* _Given text_:
Low turnout of pregnant women for flu vaccine
The Chief Medical Officer at the Department of Health has expressed concern that the turnout for the flu vaccine among at risk groups is low.
The figures, released yesterday, reveal that just 14% of pregnant women have received the flu vaccine so far this year. The Department of Health recommends that all pregnant women, at any stage in the pregnancy, should receive the vaccine. The figures also showed that 68% of people under the age of 65 and in classified risk groups had not yet received the vaccine. An individual is classed as being at risk if they have a heart problem or other chest complaint; kidney or liver disease; diabetes; a neurological condition; low immunity; have had a stroke or a transient ischaemic attack; or a problem with their spleen.

* _Information supplied_:
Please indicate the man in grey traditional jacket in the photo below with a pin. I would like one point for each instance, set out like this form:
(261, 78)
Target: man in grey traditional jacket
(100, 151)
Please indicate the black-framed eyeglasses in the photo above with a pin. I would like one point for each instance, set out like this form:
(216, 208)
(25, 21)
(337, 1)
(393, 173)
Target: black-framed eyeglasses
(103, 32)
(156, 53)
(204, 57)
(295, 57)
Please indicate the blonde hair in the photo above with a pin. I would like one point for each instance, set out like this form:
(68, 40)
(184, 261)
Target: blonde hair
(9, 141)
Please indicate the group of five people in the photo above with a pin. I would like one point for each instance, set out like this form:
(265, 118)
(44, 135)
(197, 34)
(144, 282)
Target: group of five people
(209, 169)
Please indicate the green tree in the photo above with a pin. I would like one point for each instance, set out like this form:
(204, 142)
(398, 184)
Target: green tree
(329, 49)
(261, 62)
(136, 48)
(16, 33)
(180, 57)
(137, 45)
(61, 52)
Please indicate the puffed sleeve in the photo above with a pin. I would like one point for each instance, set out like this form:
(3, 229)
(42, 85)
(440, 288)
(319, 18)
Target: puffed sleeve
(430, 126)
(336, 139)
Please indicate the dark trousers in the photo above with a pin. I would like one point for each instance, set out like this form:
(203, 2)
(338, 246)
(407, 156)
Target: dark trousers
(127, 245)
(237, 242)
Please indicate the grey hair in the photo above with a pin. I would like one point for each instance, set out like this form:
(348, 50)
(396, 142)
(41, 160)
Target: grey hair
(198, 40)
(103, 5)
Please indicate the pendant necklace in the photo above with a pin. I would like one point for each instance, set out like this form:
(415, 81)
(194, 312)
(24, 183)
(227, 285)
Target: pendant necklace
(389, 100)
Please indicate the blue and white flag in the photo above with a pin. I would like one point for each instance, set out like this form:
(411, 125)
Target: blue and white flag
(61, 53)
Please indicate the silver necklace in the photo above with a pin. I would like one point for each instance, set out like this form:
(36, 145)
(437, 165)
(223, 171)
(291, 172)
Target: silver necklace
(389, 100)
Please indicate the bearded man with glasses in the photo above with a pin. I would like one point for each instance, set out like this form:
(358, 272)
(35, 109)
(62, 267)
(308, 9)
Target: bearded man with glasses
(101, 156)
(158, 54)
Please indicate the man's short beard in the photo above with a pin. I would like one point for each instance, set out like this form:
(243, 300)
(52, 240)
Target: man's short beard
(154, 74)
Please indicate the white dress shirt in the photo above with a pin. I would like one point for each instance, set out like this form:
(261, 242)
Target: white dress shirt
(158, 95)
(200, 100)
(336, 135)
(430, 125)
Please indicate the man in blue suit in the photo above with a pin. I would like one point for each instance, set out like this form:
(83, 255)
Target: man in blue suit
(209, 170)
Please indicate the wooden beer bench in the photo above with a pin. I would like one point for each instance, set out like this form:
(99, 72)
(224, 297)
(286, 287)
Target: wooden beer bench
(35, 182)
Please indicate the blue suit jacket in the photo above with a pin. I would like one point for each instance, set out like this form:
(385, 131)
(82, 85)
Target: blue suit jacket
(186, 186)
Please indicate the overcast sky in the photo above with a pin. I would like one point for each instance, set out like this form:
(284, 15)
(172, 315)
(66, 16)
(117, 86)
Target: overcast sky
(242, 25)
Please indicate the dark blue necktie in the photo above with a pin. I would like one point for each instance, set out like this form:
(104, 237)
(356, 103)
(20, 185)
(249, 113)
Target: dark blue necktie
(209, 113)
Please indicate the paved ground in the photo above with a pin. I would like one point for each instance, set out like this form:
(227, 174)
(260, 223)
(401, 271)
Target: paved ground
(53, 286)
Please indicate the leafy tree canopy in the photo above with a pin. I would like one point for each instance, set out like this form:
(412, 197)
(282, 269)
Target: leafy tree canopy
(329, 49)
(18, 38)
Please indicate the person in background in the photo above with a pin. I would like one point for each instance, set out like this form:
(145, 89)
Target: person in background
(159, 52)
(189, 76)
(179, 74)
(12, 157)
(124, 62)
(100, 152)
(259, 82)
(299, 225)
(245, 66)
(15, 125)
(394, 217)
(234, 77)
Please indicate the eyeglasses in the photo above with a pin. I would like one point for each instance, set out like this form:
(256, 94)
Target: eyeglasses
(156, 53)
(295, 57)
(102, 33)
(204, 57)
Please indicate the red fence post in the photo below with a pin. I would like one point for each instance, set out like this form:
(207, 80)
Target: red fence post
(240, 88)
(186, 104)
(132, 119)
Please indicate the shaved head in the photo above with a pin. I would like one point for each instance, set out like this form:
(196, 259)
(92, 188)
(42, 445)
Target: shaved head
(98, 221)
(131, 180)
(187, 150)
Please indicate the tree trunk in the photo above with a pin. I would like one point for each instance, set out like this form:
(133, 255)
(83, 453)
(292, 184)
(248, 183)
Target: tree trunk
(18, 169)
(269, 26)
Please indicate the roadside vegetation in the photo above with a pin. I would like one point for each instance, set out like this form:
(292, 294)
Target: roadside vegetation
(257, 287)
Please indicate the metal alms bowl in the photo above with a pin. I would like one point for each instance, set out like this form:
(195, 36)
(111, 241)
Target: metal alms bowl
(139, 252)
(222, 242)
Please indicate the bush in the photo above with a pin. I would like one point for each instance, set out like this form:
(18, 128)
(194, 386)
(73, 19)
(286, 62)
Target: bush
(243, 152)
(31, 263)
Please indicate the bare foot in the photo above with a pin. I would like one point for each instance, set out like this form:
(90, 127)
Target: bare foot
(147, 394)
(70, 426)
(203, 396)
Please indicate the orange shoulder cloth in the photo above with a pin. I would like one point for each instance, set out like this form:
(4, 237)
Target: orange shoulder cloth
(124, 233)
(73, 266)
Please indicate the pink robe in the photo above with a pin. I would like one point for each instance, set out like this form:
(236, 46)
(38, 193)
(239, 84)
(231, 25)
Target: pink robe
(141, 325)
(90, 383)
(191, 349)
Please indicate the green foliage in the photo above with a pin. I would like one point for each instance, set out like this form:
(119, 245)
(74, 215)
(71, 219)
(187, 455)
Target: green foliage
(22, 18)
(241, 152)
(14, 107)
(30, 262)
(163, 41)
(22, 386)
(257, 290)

--

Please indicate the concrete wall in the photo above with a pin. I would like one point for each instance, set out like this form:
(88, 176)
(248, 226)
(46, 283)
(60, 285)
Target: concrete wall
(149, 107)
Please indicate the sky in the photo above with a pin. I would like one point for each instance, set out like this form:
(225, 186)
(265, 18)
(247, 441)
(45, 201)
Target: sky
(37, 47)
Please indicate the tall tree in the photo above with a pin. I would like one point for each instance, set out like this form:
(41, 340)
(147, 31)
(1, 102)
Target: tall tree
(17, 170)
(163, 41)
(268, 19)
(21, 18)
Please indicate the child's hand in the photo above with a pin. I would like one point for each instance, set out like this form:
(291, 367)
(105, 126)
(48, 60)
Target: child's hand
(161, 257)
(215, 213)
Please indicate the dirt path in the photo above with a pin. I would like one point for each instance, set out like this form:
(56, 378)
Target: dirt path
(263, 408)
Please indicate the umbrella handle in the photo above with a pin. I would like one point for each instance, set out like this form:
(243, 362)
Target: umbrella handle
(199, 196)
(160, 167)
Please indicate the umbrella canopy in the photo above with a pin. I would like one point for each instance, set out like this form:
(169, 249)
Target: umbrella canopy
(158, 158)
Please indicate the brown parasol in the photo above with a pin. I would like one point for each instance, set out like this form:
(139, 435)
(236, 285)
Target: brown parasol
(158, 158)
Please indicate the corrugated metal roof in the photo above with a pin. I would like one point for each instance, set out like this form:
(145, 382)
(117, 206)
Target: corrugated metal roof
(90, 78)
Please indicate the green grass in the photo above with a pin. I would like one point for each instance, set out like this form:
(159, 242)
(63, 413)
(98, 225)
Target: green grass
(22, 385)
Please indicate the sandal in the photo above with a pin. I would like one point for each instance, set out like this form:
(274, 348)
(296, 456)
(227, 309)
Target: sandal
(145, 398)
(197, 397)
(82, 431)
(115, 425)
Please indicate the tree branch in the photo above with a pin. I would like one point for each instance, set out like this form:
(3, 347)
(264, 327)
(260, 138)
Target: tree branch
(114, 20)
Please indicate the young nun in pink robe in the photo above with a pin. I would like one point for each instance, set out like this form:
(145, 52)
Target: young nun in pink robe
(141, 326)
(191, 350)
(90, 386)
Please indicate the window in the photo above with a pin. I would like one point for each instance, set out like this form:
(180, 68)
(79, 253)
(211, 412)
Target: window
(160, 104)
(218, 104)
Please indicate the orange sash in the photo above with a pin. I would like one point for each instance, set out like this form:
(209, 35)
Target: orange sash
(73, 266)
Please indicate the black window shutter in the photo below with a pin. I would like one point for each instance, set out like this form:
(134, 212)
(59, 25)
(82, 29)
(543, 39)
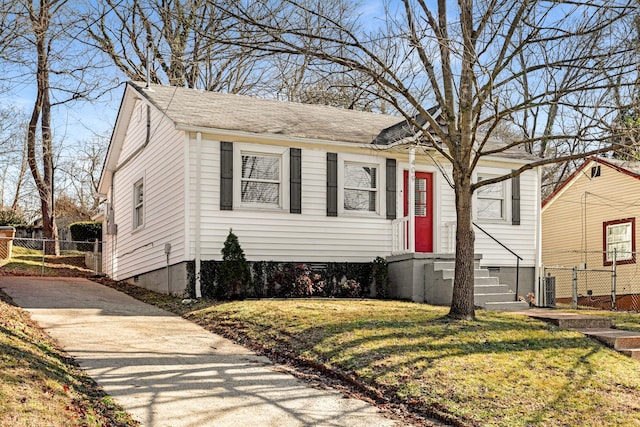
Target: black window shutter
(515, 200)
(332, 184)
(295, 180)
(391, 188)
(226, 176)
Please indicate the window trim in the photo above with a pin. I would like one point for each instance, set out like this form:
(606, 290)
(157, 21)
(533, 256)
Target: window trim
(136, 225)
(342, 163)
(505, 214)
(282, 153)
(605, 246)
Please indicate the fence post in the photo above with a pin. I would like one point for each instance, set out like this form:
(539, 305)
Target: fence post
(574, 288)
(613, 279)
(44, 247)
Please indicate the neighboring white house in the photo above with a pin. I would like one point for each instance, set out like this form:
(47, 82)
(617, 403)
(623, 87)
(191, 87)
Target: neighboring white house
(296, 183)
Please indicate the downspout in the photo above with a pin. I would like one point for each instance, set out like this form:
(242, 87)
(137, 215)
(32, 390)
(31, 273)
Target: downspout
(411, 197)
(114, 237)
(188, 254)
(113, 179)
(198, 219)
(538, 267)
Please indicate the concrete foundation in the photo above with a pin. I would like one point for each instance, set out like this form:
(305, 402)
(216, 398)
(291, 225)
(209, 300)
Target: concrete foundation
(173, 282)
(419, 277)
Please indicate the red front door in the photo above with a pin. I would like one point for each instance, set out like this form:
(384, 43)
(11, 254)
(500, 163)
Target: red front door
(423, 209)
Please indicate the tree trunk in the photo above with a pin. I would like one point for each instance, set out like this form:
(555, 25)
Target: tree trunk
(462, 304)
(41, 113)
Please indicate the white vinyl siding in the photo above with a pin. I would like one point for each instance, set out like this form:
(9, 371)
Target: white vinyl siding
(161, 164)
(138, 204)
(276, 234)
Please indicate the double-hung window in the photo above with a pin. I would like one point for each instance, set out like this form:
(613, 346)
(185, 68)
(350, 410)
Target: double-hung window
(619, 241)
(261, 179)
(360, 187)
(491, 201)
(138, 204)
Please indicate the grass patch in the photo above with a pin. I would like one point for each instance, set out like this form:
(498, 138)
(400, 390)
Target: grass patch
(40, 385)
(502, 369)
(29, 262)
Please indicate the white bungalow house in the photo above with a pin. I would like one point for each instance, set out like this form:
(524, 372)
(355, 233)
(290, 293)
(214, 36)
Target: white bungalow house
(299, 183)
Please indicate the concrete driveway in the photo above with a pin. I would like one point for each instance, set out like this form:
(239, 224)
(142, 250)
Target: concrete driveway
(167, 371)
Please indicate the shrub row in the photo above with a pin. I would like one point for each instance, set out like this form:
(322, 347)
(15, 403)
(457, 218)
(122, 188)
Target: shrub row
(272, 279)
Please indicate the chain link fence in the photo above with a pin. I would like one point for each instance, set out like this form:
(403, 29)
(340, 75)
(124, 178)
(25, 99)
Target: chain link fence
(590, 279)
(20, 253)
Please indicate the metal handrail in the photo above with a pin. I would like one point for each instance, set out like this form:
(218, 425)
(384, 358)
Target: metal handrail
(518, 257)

* _Questions_:
**1.** Translate this sentence from the article on flu vaccine turnout into Spanish: "The Department of Health recommends that all pregnant women, at any stage in the pregnancy, should receive the vaccine."
**2.** Extend the article on flu vaccine turnout with a few sentences that pick up after its final sentence.
None of the entries are needed here.

* _Responses to the tasks_:
**1.** El Departamento de Salud recomienda que todas las mujeres embarazadas, en cualquier etapa del embarazo, reciban la vacuna.

**2.**
Over half of those over the age of 65, who the Department of Health recommends should get the vaccine, have done so. The Chief Medical Officer, Professor Dame Sally Davies, says that she hopes to see this figure rise to 75%. In a statement, she reminds people that may be concerned that “the flu jab does not give you flu. The vaccine does not include the live virus.” She also discussed the importance of at risk individuals receiving the flu vaccine, as “[t]hey are on average 11 times more likely to die from flu than a healthy person is.”
The flu vaccine is free on the NHS for anyone in a risk group. Such individuals should contact their GP in order to make an appointment.